Records from a point-labeling set
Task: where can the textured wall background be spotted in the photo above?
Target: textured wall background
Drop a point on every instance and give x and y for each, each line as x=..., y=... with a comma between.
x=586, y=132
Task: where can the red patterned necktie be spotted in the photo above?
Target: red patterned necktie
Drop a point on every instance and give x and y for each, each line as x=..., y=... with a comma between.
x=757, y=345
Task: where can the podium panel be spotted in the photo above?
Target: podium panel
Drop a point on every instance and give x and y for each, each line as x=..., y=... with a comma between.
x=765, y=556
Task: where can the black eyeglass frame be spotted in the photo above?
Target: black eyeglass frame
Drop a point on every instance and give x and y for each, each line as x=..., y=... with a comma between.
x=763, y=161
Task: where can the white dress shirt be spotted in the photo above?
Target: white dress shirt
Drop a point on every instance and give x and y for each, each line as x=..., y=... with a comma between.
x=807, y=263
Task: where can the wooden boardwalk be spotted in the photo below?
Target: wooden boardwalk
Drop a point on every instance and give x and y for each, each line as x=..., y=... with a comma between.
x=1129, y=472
...
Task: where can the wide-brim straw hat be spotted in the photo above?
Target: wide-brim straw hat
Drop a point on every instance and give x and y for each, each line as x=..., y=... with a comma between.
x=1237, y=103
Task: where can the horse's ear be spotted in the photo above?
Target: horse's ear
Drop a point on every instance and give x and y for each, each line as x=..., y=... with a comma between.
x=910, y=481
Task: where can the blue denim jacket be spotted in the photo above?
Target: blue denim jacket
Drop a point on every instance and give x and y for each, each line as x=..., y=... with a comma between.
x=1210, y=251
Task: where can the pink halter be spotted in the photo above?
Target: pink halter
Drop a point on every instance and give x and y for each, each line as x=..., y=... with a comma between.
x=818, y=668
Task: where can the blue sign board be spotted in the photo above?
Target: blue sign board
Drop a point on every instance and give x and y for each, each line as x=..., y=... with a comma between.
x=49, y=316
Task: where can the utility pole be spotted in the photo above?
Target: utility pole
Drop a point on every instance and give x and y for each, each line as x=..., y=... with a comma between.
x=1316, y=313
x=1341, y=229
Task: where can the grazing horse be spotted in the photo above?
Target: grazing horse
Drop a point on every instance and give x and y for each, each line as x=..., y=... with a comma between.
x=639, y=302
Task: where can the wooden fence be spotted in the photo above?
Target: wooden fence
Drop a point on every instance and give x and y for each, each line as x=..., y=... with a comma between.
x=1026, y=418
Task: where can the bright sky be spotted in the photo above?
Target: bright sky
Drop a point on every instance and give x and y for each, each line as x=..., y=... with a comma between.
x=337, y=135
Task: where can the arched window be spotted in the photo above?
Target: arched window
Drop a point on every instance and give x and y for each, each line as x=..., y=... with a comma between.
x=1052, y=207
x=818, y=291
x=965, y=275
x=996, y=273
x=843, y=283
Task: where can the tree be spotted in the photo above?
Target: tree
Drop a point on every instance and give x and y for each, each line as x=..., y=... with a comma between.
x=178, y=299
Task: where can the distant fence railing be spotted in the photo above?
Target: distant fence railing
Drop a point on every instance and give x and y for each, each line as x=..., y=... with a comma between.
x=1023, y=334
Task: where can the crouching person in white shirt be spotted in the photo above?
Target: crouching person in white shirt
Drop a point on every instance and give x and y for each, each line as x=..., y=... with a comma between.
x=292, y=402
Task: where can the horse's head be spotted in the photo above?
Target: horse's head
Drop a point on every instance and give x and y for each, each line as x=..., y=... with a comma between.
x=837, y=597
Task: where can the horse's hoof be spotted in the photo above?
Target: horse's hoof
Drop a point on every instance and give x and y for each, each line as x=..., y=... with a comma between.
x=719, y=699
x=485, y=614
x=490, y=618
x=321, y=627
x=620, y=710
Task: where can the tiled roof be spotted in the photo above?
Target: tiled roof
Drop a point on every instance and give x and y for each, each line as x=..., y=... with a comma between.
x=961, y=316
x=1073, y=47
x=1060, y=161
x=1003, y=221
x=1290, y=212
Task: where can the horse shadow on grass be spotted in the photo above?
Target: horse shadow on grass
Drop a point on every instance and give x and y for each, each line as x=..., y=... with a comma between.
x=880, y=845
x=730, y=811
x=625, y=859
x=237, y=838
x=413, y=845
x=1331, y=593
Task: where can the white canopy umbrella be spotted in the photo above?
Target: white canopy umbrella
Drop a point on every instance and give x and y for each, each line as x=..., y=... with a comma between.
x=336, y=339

> **Your task**
Change "instance" to "occurrence" in the lines starting at the one containing "Task: where can the pink" and ending at the one containing "x=1026, y=418", and give back only those lines with nothing else altered.

> **The output**
Task: where can the pink halter be spotted in the photo above?
Target: pink halter
Drop a point on every occurrence and give x and y for each, each line as x=..., y=... with a comma between.
x=818, y=668
Task: where can the blue sign board be spotted in the photo above?
Target: blue sign board
Drop a point on every occurrence and give x and y for each, each line as x=..., y=... with a comma between.
x=49, y=316
Task: where can the utility pole be spotted in the photo above?
Target: utility pole
Drop a point on every occurrence and give x and y for each, each line as x=..., y=... with a comma between.
x=1316, y=313
x=1341, y=229
Task: where can the grazing horse be spotted in the photo above?
Target: grazing horse
Drop a point on every occurrence and give x and y for each, each line as x=..., y=... with a comma between.
x=639, y=302
Task: where can the wooden fence be spotted in the photo above?
Target: wooden fence
Drop a point on every occurrence and give x and y for each, each line as x=..., y=... with a comma between.
x=1026, y=418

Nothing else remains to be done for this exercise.